-------- DATASET EXCERPTS --------

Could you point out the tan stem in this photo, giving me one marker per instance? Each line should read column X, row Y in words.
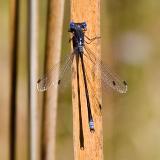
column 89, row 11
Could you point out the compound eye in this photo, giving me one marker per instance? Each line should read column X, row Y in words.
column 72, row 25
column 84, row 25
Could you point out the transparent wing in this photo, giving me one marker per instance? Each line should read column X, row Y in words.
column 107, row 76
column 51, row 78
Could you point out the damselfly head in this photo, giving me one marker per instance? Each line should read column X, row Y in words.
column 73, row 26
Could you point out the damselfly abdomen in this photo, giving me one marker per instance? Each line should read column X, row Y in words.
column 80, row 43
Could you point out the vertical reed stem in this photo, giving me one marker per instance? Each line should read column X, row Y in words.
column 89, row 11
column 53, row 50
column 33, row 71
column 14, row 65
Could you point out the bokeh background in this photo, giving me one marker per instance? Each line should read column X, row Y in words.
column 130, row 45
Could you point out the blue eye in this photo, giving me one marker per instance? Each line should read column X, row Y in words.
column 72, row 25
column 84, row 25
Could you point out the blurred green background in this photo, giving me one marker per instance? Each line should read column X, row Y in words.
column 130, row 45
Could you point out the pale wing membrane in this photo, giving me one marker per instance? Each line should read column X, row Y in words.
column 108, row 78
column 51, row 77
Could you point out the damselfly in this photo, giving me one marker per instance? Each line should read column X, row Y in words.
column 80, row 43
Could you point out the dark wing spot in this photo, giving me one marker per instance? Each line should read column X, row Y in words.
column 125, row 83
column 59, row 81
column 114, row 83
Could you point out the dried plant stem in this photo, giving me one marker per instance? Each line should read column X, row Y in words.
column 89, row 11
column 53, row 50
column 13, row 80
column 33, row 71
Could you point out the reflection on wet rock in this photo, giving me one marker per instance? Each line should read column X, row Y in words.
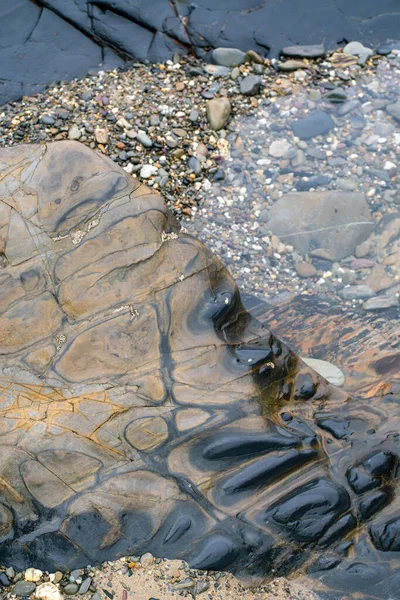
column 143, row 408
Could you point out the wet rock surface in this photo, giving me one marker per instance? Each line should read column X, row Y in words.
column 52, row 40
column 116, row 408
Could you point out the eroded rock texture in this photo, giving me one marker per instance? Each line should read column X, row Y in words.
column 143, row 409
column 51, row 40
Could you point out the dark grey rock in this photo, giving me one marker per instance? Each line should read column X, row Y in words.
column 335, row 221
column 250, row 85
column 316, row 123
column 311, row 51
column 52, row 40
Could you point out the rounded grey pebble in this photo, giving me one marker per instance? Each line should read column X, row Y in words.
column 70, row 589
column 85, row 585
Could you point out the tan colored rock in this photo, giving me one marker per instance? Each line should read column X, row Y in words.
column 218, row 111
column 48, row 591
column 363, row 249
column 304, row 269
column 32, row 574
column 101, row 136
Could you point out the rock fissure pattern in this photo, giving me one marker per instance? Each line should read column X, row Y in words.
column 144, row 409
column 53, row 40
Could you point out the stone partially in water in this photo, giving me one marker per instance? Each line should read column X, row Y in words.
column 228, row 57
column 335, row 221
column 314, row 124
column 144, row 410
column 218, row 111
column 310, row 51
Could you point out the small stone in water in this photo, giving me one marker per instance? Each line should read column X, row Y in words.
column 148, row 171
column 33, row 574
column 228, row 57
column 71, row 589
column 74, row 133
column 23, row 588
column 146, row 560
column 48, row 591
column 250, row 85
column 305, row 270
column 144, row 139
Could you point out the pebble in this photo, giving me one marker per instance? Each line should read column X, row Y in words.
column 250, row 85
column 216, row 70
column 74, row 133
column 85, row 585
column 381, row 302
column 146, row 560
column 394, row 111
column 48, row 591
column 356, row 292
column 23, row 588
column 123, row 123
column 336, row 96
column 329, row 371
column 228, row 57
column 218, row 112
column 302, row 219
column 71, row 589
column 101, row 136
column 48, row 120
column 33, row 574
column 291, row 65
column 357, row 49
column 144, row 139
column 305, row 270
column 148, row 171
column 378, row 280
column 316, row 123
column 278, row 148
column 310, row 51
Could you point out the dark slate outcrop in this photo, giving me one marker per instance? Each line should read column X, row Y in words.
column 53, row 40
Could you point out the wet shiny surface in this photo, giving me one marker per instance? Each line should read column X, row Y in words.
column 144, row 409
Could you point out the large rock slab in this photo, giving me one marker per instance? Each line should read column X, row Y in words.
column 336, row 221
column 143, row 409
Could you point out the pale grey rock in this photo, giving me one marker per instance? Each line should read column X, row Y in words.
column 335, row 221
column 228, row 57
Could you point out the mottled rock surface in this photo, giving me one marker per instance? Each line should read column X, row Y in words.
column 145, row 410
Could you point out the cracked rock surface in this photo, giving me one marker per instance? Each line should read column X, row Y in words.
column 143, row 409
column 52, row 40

--------

## EXERCISE
Print every one of the entries above word for word, leaving out the pictures.

## TASK RESULT
Could you point out the tan stem in this photo, giving me one marker per instance? Each line should read column X, row Y in words.
column 89, row 11
Could you point out the compound eye in this photo, giving me one marker per instance? Each line should read column X, row Y in words.
column 72, row 25
column 84, row 25
Could you point out the transparent wing in this photo, giving me one marker per instance? Each line should read column X, row Y in words.
column 107, row 76
column 51, row 78
Could you point out the damselfly head in this photo, giving me one marker per instance? Each line should read column X, row Y in words.
column 73, row 26
Could you point out the damselfly abdomen in this photo, giving me one marker per instance? Each line should read column X, row Y in words.
column 80, row 43
Could you point out the vertical reed stem in this photo, giving me one marker per instance? Each line should read column X, row Y in words.
column 89, row 11
column 53, row 50
column 33, row 71
column 14, row 65
Could you point out the bokeh background in this photo, giving me one marker per instance? Each line should read column X, row Y in words.
column 130, row 45
Could you point out the blue eye in this photo, giving me one marker per instance? Each line should read column X, row Y in words.
column 72, row 25
column 84, row 25
Could you point out the blurred green background in this photo, giving me one marker per instance? Each line should read column X, row Y in words.
column 130, row 45
Could you point out the pale wing membrane in this photo, giving me one marker per instance? Each line should read column X, row Y in words.
column 108, row 78
column 51, row 77
Could you point out the damselfly in this photo, giving me one marker per instance? Each line should read column X, row Y in words.
column 80, row 43
Could you point out the dark wing spot in this photo, giving me one marker per instance? Each line should read column X, row Y in words.
column 125, row 83
column 59, row 81
column 114, row 83
Could you point out the dried plant stem in this photo, giving me one marker per instance? Each line should read column X, row Y in words.
column 89, row 11
column 53, row 50
column 13, row 80
column 33, row 71
Could you point out the reflection on wet rock in this photo, giving me one marker per instance? Each line should read column X, row Y in words.
column 143, row 408
Could you point out the wet rock surface in this photo, giving me one marker per instance? Each line should read column X, row Y in words.
column 52, row 40
column 116, row 408
Could you point out the eroded rock texture in this photo, giving me one marker per instance? Each line should read column X, row Y in words.
column 143, row 409
column 51, row 40
Could you point out the dark grey rock in this photo, giving me one marker per instance? Each line should read column X, row Y in words.
column 335, row 221
column 250, row 85
column 316, row 123
column 311, row 51
column 52, row 40
Could you point out the rounded grey pebble in this photo, giving me one marker per instance? Each line should read column X, row Y in words.
column 70, row 589
column 85, row 585
Could you point out the tan colored rock in this photo, giving me one marker per instance? Each line should read column X, row Y in words.
column 218, row 111
column 48, row 591
column 363, row 249
column 304, row 269
column 32, row 574
column 101, row 136
Could you point out the rock fissure pattern in this photo, giving me one marker per instance? Each line should read column X, row Y in words.
column 144, row 409
column 53, row 40
Could you point out the stone partially in water in this photo, giving me one marker per instance? Each line should read column X, row Y in words.
column 228, row 57
column 335, row 221
column 314, row 124
column 144, row 410
column 218, row 111
column 310, row 51
Could you point out the small stone in water in this photo, giving me one marker per instance? Each line should read column X, row Y in words.
column 148, row 171
column 33, row 574
column 228, row 57
column 71, row 589
column 74, row 133
column 23, row 588
column 146, row 560
column 48, row 591
column 250, row 85
column 305, row 270
column 144, row 139
Could you point out the pebble in this photo, giving me one marker per instance? Each line should read column X, row Y in words.
column 250, row 85
column 216, row 70
column 74, row 133
column 85, row 585
column 381, row 302
column 146, row 560
column 394, row 111
column 48, row 591
column 356, row 292
column 23, row 588
column 123, row 123
column 336, row 96
column 329, row 371
column 228, row 57
column 218, row 112
column 302, row 219
column 71, row 589
column 101, row 136
column 48, row 120
column 33, row 574
column 291, row 65
column 357, row 49
column 144, row 139
column 305, row 270
column 148, row 171
column 378, row 280
column 316, row 123
column 278, row 148
column 310, row 51
Could you point out the dark slate outcrop in this photo, giving me one marker per instance? Each line should read column X, row Y in words.
column 53, row 40
Could you point out the wet shiny surface in this photo, giving me one marker per instance? Each line should read column X, row Y in words.
column 144, row 409
Could you point out the large rock slab in this photo, giving me one marker per instance? Each line should read column X, row Y in words.
column 336, row 221
column 143, row 409
Could you point out the pale grey rock in this photo, giving me one marker per instance? Each line should read column X, row Y in words.
column 335, row 221
column 228, row 57
Could you point out the mottled rock surface in this photo, giving me one marker per instance? Each line should read column X, row Y in words.
column 145, row 410
Could you point out the cracked rock surface in this photo, giving me one marker per instance? Each line should read column X, row Y in words.
column 143, row 409
column 52, row 40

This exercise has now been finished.